For example, let’s say you have a gardening website and you found out from Trends that tomatoes are hot. A lot of people are interested in growing tomatoes, but if you take growing tomatoes and you plug it into Google Correlate, you’ll actually get a lot of very seemingly random data. Google Correlate, it will spit out how to grow tomatoes, growing tomatoes. Those make sense, but it also spits out terms like midsize truck, online home school, baby chicken, lyrics, Amazing Grace, and also it’ll tell you that growing tomatoes is a really increasing share of search volume in the Southern and Midwestern part of the United States. A lot of people, they’ll look at that terms then they’re like, “Okay, you know, I don’t care about lyrics, Amazing Grace. I don’t care about baby chickens. I don’t care about online home school.”
If you’re trying to create a persona about who is coming to your gardening website and you’re looking at this through the lens of a persona, that will allow you to start to tell a story that loops all those terms together. If you think your audience is say an urbanite living in a big city who they’re growing their tomatoes in a vertical garden or the sunroof, you might be wrong because if you look at these terms, the persona that loops all these together is a mom in the rural Southeast or Midwest who, they drive a pickup truck. They have a lot of land. They’re into very conservative Christianity. They have a very DIY streak. All these terms, even though you may not create content around it, it gives you a window into who they are, what problems they have. Their problems with growing tomatoes are going to be very different than someone in the city. They’re going to have a lot of land, a lot of sunlight. Again, even thought you might not create terms around lyrics, Amazing Grace, or online home school, it gives you that window.

* Recorded information:
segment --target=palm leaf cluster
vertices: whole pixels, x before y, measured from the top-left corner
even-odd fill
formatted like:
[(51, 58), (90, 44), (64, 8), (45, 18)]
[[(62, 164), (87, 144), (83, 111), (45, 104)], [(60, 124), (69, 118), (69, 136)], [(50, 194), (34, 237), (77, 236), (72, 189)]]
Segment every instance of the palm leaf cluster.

* What you need to do:
[1] In the Google Correlate passage, list each thing that the hypothetical site owners say "I don't care about."
[2] Write the next part of the Google Correlate passage, picking up after its final sentence.

* Final answers:
[1]
- lyrics, Amazing Grace
- baby chickens
- online home school

[2]
Brett Snyder: Let’s take that even a little bit further here. It let’s you understand what … It helps you disqualify certain topics as well. Again, you’re not going to talk about this. They’re not concerned with space. We’re not trying to say how do you grow tomatoes with a five by five foot space. That gives us some insights into that. We talk about different weather patterns that might exist in the Northeast versus the Midwest. If there’s a drought in the Midwest, but there’s not a drought in Manhattan, writing about content that says, “Hey, how do you, you know, we have too much rain.” It gives you some additional insights into what your audience, what drives your audience outside of the specific query that key into the search engine.
Nate Shivar: The last thing we can talk about with personas is how people’s buyer journeys go out. How they move from being aware of a product or service into actually purchasing. Different people are going to have different problems move through that marketing funnel in different ways. That’s something that Google Correlate has this time shift feature that allows you to shift the correlation with your target term to the weeks before or after, and so-
Brett Snyder: This is, and not to interrupt, but this is something that if our listeners take one thing out of this, this is I think probably the most powerful feature here. That was a great post by one of our favorite people to say here is the folks over at Siege Media. Where they just talked about a couple weeks ago, publishing when should you pitch bloggers for a content series or for an outreach in a link building series. One of the examples that Nate puts in his article as well is if you’re going to do outreach in December for the holiday season, you’re going to have a bad time because the outreach must be done in advance of that.
Using a tool like Google Correlate let’s you understand when that optimum sweet spot is to actually pitch these off-page references. When to publish your content. When to do the promotion, so that you can get the visibility as that traffic is rampping up, as opposed to just saying, “Hey, we’re already at the peak. Oh, now we know people are looking for it.” In the time it takes you to produce it, to promote it, the trends may be already starting to decline. This time shift series is one of the most powerful elements of Google Correlate and directly influences the timing through which you should run your campaigns.
Nate Shivar: It’s most useful for seasonal businesses or businesses that have events through out the year that gives a very specific time period that you can use as an anchor. For example, Halloween. I like to give an example and I give this example in the post where the searches for Halloween costumes just rocket up basically the few days before Halloween. If you’re a retailer, it is incredibly hard to break through the noise and to get sales for people in just a couple days for Halloween. It will be much, much better if they were aware of your existence in the weeks leading up to Halloween.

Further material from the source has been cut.